[START]

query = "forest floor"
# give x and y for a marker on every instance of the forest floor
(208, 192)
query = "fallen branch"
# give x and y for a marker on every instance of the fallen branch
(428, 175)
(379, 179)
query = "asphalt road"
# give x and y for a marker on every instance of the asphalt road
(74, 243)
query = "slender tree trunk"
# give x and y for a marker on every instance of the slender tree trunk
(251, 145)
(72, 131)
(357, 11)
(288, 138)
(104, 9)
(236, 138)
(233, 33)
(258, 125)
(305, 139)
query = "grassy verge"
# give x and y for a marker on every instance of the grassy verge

[END]
[START]

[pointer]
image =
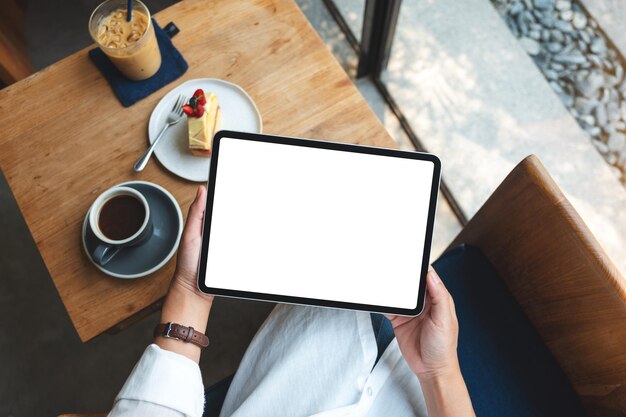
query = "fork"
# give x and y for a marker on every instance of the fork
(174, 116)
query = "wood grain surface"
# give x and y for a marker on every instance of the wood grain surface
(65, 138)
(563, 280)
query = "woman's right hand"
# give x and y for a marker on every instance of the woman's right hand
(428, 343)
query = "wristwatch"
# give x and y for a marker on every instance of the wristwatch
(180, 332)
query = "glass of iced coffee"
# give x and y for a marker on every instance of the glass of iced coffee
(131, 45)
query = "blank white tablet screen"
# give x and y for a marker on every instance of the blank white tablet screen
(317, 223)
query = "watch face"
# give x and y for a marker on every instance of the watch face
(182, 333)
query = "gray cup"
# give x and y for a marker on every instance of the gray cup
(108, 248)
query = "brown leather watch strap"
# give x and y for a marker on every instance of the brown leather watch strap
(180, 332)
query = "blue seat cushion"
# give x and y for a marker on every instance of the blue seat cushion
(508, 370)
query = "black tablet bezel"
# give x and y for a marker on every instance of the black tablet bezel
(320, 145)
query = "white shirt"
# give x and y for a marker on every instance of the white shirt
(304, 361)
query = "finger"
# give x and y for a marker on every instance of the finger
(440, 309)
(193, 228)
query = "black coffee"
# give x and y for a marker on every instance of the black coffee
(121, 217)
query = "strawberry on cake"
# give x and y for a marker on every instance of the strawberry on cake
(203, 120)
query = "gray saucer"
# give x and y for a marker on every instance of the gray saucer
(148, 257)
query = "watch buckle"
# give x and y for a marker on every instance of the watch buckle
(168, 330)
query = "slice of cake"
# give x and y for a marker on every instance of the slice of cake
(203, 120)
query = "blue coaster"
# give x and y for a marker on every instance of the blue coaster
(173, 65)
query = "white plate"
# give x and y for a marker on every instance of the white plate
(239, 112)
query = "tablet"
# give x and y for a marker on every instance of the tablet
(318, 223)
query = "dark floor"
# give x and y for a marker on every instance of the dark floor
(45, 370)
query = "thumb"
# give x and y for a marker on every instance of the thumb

[END]
[START]

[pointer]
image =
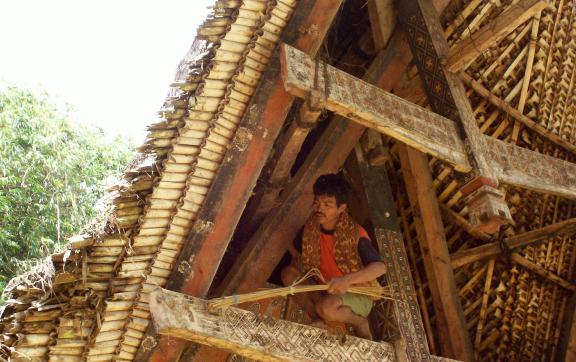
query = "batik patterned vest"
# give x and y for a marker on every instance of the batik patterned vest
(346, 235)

[END]

■ **EXERCISE BRIEF**
Show each line in the records that contains the string "fallen", treating uppercase and lowercase letters as distinct.

■ **CORRECT RESPONSE**
query = "fallen branch"
# give x and y for a marker on every instance of the fallen branch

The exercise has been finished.